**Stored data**
▼

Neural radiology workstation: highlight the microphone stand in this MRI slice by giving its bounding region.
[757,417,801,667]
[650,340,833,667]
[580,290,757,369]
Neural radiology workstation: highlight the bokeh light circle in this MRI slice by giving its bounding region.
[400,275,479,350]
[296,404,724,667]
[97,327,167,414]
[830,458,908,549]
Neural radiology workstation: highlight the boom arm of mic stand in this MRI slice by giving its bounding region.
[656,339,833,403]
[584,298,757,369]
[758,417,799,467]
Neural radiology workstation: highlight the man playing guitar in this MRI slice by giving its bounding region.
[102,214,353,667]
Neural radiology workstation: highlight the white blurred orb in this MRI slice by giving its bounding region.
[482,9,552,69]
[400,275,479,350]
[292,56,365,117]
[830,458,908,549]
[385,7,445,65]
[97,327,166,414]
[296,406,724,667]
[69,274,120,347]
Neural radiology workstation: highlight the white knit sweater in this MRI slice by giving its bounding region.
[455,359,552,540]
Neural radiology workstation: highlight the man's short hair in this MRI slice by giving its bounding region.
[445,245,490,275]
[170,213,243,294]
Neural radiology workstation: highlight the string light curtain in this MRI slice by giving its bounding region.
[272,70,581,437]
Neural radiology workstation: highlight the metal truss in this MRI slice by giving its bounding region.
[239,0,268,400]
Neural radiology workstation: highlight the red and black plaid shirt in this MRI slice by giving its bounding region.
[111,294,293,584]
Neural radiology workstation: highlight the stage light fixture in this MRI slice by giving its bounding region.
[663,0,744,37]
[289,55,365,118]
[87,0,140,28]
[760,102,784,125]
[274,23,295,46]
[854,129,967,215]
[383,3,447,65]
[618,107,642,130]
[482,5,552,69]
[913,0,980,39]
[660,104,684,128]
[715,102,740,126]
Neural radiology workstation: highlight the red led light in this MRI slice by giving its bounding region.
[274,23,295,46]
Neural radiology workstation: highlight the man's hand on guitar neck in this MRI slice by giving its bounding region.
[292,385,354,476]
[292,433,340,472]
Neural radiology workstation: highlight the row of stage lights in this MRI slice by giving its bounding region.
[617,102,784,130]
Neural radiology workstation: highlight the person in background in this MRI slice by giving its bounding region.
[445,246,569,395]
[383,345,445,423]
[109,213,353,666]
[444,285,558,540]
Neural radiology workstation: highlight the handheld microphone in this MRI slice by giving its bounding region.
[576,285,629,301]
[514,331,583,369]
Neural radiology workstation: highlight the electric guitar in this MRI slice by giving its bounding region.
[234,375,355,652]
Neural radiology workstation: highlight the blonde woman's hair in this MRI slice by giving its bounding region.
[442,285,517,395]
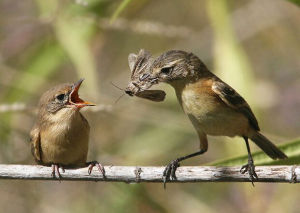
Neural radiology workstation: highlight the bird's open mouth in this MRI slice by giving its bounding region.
[69,79,95,108]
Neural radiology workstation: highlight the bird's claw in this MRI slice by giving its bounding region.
[163,159,180,188]
[52,164,65,180]
[240,160,258,186]
[87,161,105,177]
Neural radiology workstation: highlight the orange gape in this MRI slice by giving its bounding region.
[30,79,104,178]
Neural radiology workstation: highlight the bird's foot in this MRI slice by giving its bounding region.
[52,163,65,180]
[87,161,105,178]
[163,159,180,188]
[240,160,258,186]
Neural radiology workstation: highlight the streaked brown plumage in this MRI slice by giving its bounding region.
[126,50,287,186]
[30,80,103,177]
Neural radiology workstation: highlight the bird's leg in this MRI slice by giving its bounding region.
[86,161,105,177]
[163,149,207,188]
[52,163,65,180]
[240,137,258,186]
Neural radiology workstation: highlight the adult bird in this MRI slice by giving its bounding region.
[126,50,287,184]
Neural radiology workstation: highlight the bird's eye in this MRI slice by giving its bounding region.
[56,94,65,101]
[160,67,173,75]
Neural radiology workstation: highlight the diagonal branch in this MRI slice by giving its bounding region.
[0,164,300,183]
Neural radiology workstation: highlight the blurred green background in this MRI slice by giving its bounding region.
[0,0,300,213]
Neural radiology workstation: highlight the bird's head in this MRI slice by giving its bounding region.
[39,79,95,115]
[126,50,207,95]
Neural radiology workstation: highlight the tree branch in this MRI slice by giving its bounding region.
[0,164,300,183]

▲

**STATED TASK**
Could you put the lines from the one containing "Neural radiology workstation: highlight the red and" up to and including the one containing "[111,294,293,584]" into a numbered list, leaving out any blank lines?

**OUTPUT BELOW**
1. Neural radiology workstation: highlight the red and black plaid shirt in this MRI slice by giving its bounding region.
2. [111,294,293,584]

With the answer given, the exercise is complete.